▼

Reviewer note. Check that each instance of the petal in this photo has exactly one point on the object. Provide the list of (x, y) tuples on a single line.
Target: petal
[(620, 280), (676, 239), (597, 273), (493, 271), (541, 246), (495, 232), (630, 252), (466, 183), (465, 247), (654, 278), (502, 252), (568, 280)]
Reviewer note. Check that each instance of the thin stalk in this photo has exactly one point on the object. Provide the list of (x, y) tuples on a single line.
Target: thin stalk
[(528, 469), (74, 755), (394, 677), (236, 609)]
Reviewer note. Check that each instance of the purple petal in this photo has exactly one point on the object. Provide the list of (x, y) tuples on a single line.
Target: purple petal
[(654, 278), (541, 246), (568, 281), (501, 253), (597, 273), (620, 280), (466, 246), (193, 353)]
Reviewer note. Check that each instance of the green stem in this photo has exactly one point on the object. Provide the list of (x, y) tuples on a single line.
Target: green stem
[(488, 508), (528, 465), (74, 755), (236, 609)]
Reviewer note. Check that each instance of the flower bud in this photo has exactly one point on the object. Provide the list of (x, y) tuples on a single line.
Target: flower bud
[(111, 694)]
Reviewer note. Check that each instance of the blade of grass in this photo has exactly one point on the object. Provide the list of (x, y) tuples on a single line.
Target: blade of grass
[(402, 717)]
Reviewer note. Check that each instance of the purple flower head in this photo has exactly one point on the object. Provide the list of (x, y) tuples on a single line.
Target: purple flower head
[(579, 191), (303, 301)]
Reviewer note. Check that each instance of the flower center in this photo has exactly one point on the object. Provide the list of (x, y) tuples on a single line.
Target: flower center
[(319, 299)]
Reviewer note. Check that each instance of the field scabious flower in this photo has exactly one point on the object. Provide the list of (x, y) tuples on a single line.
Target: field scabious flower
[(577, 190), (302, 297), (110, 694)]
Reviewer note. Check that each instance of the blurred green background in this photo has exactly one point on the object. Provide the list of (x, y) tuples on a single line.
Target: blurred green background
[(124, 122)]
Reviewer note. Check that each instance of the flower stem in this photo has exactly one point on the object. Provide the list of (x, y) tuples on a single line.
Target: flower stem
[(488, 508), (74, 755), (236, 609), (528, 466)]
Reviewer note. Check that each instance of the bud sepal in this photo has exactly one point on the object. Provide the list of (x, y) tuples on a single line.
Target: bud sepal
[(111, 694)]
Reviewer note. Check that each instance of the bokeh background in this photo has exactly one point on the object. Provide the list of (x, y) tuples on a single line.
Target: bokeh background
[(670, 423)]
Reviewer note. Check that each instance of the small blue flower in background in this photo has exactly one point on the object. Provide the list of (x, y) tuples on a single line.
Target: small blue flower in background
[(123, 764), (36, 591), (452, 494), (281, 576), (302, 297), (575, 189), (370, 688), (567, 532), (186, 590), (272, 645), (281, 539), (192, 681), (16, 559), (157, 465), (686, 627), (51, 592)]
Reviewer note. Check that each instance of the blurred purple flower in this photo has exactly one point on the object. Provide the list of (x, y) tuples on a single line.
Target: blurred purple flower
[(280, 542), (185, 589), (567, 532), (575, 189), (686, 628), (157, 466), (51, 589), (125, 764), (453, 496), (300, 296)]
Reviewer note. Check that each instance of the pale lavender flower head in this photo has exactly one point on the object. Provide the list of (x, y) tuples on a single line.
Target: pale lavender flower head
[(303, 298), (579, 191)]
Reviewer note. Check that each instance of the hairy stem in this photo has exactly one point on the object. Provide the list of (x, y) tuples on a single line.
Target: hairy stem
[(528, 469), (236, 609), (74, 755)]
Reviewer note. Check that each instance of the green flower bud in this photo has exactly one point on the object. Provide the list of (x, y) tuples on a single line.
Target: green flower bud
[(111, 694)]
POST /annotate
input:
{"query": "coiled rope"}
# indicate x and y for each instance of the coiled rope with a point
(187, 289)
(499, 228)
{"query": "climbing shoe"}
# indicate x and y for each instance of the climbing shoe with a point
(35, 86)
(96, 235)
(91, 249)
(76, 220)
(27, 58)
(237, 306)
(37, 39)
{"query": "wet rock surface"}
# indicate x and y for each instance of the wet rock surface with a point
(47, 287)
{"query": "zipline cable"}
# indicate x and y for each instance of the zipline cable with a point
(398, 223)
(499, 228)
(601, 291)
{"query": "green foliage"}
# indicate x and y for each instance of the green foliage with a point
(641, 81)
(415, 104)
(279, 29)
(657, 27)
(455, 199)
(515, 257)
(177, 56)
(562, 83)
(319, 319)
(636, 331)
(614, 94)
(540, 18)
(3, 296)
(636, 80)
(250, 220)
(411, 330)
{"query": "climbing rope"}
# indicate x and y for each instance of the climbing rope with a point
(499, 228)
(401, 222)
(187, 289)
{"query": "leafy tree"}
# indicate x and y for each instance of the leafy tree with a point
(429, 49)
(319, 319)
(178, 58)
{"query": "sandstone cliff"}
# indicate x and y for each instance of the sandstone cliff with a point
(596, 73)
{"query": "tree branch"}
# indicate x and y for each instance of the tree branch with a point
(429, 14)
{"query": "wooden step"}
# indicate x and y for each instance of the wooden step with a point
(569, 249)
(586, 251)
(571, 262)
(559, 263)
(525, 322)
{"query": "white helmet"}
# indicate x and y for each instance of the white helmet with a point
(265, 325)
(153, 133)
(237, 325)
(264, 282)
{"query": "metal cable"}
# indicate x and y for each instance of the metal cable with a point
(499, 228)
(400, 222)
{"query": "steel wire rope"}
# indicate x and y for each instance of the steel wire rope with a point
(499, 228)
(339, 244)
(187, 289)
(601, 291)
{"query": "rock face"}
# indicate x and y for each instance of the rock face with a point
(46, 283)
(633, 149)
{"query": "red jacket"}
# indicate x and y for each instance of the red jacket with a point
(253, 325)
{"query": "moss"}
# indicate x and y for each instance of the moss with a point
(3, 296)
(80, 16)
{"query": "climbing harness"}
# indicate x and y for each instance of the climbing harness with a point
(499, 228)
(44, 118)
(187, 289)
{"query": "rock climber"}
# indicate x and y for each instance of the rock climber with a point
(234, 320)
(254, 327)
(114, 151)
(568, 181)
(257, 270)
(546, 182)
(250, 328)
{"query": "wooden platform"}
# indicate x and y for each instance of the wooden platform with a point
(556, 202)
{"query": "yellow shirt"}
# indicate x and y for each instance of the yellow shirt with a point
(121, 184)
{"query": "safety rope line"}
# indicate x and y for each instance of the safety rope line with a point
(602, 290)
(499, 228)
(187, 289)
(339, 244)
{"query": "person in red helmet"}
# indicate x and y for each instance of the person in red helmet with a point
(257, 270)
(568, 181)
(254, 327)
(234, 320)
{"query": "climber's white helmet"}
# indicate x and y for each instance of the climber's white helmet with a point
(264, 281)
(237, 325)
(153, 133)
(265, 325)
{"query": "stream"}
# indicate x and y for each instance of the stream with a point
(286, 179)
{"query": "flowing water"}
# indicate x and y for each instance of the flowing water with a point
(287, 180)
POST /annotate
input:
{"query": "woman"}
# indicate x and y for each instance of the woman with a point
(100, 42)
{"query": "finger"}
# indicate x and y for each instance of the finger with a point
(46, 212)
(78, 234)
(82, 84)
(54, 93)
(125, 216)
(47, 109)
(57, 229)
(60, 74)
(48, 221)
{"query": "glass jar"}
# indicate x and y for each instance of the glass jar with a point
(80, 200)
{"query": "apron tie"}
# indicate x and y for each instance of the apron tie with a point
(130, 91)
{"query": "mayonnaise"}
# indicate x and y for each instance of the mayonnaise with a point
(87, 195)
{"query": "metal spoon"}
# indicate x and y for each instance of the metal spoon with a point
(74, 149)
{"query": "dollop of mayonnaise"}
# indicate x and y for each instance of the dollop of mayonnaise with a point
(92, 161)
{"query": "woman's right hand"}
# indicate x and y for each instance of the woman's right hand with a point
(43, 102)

▲

Goal
Copy out the data shown above without altering anything.

Result
Reviewer note. Check that each instance of the petal in this photo has exactly one point on the object. Provide the list of (x, y) tuples on a single line.
Target: petal
[(620, 280), (676, 239), (597, 273), (493, 271), (541, 246), (495, 232), (630, 252), (466, 183), (465, 247), (654, 278), (502, 252), (568, 280)]
Reviewer note. Check that each instance of the thin stalk in this photo has exactly one point on the object. Provide the list of (x, y) tuples on a single line.
Target: thin stalk
[(528, 469), (74, 755), (394, 677), (236, 609)]
Reviewer note. Check that each instance of the purple petal in this photo has exactly one point on the object. Provide the list of (x, y) tuples on a single line.
Target: purple petal
[(654, 278), (541, 246), (568, 281), (501, 253), (597, 273), (620, 280), (466, 246), (193, 353)]
Reviewer note. Check that each instance of the green stem in this photo has exactly one point on the object. Provide the list of (x, y) tuples on a single line.
Target: green stem
[(488, 508), (528, 465), (74, 755), (236, 609)]
Reviewer note. Check that each instance of the flower bud in this photo has exactly one point on the object. Provide the list of (x, y) tuples on a single line.
Target: flower bud
[(111, 694)]
Reviewer note. Check that each instance of the blade of grass in this photo has exactly one point on the object. Provide the list of (x, y) tuples on a single line.
Target: blade of grass
[(402, 717)]
Reviewer note. Check that each instance of the purple flower head in this photo has exactly one point on the object. Provide the list of (x, y) tuples on a single line.
Target: purple flower head
[(579, 191), (303, 301)]
Reviewer note. Check that each instance of the flower center in this photo has exactly one point on the object. Provide the list of (x, y) tuples on a single line.
Target: flower center
[(319, 299)]
Reviewer note. Check that each instance of the field scabious flower in this photo has exactly one point on the object. Provide the list of (x, y) tuples on a single line.
Target: field scabious flower
[(577, 190), (302, 297), (110, 694)]
Reviewer note. Check that each instance of the blurred green background in this photo has exactly one point on the object. Provide the list of (x, y) tuples on a single line.
Target: blurred green background
[(124, 122)]
Reviewer note. Check that each instance of the flower stem in this photo has exactly one point on the object. Provide the list of (x, y) tuples on a single line.
Target: flower stem
[(488, 508), (74, 755), (236, 609), (528, 466)]
Reviewer note. Check that each instance of the bud sepal in this photo has exactly one point on the object. Provide the list of (x, y) tuples on a single line.
Target: bud sepal
[(111, 694)]
Reviewer note. Check that each instance of the bokeh background in this photo has exactly one point on the object. Provide the list of (x, y) tuples on a single line.
Target: bokeh background
[(670, 423)]
Reviewer note. Check that each instance of the small blue flower in background in this photo has exactly one point on the object. Provide the list of (x, y) tuples on a single line.
Target: small blue flower in background
[(123, 764), (36, 591), (452, 494), (281, 576), (302, 297), (575, 189), (370, 688), (567, 532), (186, 590), (272, 645), (281, 539), (192, 681), (16, 559), (157, 465), (686, 627), (51, 592)]
Reviewer note. Check that each instance of the blurred purple flower in this photo has exactly one point on the object. Provide the list of (x, y) tuples on a single line.
Target: blurred purple flower
[(280, 542), (185, 589), (567, 532), (575, 189), (686, 628), (157, 466), (51, 589), (125, 764), (453, 496), (300, 296)]
Reviewer note. Check that each instance of the pale lavender flower head in this photo has exactly one point on the object. Provide the list of (x, y) tuples on a single line.
Target: pale lavender flower head
[(303, 298), (579, 191)]
Reviewer note. Check that each instance of the hairy stem in this photo has exactly one point on the object. Provide the list of (x, y) tuples on a single line.
Target: hairy stem
[(528, 469), (236, 609), (74, 755)]
Reviewer note. Check that each instance of the green flower bud in this photo has exactly one point on the object. Provide the list of (x, y) tuples on a single line.
Target: green flower bud
[(111, 694)]
POST /annotate
input:
{"query": "coiled rope"}
# indicate x and y for each instance of the coiled rope with a point
(187, 289)
(499, 228)
{"query": "climbing shoe"}
# indicate x and y for each instance of the climbing shoe with a point
(35, 86)
(96, 235)
(91, 249)
(76, 220)
(27, 58)
(237, 306)
(37, 39)
{"query": "wet rock surface"}
# indicate x and y for each instance of the wet rock surface with a point
(47, 287)
{"query": "zipline cable"}
# indicate x and y for each instance of the zipline cable with a point
(398, 223)
(499, 228)
(601, 291)
{"query": "green foliage"}
# indicate x and y for each instance of the green foliage with a point
(641, 81)
(415, 104)
(279, 29)
(657, 27)
(455, 199)
(515, 257)
(177, 56)
(562, 83)
(319, 319)
(636, 331)
(614, 94)
(540, 18)
(3, 296)
(636, 80)
(250, 220)
(411, 330)
{"query": "climbing rope"}
# indicate x and y for each instance of the climbing rope with a point
(499, 228)
(401, 222)
(187, 289)
{"query": "leafy tree"}
# indicate x and y for each instance of the leafy tree with a point
(429, 49)
(319, 319)
(178, 58)
{"query": "sandstone cliff"}
# indicate x and y for each instance of the sandstone cliff with a point
(596, 73)
{"query": "tree branch"}
# indicate x and y for each instance of the tree branch with a point
(429, 14)
{"query": "wooden step"}
# indicate x and y for each instance of the wooden step with a point
(569, 249)
(586, 251)
(571, 262)
(559, 263)
(525, 322)
{"query": "white helmet"}
# indicate x and y for each instance of the white helmet with a point
(265, 325)
(153, 133)
(237, 325)
(264, 282)
{"query": "metal cable"}
# indicate x and y for each instance of the metal cable with a point
(499, 228)
(400, 222)
{"query": "steel wire rope"}
# indicate x and y for each instance of the steel wire rope with a point
(499, 228)
(339, 244)
(187, 289)
(601, 291)
{"query": "rock face"}
# indicate x and y for each instance of the rock face with a point
(46, 283)
(633, 149)
{"query": "red jacket"}
# indicate x and y for each instance of the red jacket with a point
(253, 325)
{"query": "moss"}
# indicate x and y for each instance of the moss with a point
(3, 296)
(80, 16)
{"query": "climbing harness"}
# indicate x and y for each instance of the climbing harness with a point
(499, 228)
(44, 118)
(187, 289)
{"query": "rock climber"}
# indicate x and y for each instance of the rock climber with a point
(234, 320)
(254, 327)
(114, 151)
(568, 181)
(257, 270)
(546, 182)
(250, 328)
{"query": "wooden platform"}
# indicate x and y for each instance of the wooden platform with a point
(556, 202)
{"query": "yellow shirt"}
# indicate x and y for each instance of the yellow shirt with a point
(121, 184)
{"query": "safety rope line"}
# indicate x and y for each instance of the safety rope line with a point
(602, 290)
(499, 228)
(187, 289)
(339, 244)
{"query": "person in red helmet"}
# indicate x and y for each instance of the person in red helmet with a point
(257, 270)
(568, 181)
(254, 327)
(234, 320)
{"query": "climber's white helmet"}
# indicate x and y for each instance of the climber's white helmet with a point
(264, 281)
(237, 325)
(153, 133)
(265, 325)
{"query": "stream"}
# indicate x and y for each instance of the stream with a point
(286, 179)
{"query": "flowing water"}
# indicate x and y for each instance of the flowing water with a point
(287, 180)
POST /annotate
input:
{"query": "woman"}
# indicate x and y for each instance of the woman with a point
(100, 42)
{"query": "finger"}
# indicate x and y for each instance of the finger with a point
(46, 212)
(78, 234)
(82, 84)
(54, 93)
(125, 216)
(47, 109)
(57, 229)
(60, 74)
(48, 221)
{"query": "glass jar"}
# indicate x and y for each instance of the glass jar with a point
(80, 200)
{"query": "apron tie"}
# indicate x and y for each instance of the apron tie with a point
(130, 91)
{"query": "mayonnaise"}
# indicate x and y for each instance of the mayonnaise with a point
(87, 195)
{"query": "metal spoon"}
# indicate x and y for each instance of the metal spoon with a point
(74, 149)
{"query": "dollop of mayonnaise"}
# indicate x and y for each instance of the dollop of mayonnaise with a point
(92, 161)
{"query": "woman's right hand"}
# indicate x and y for each instance of the woman's right hand with a point
(43, 102)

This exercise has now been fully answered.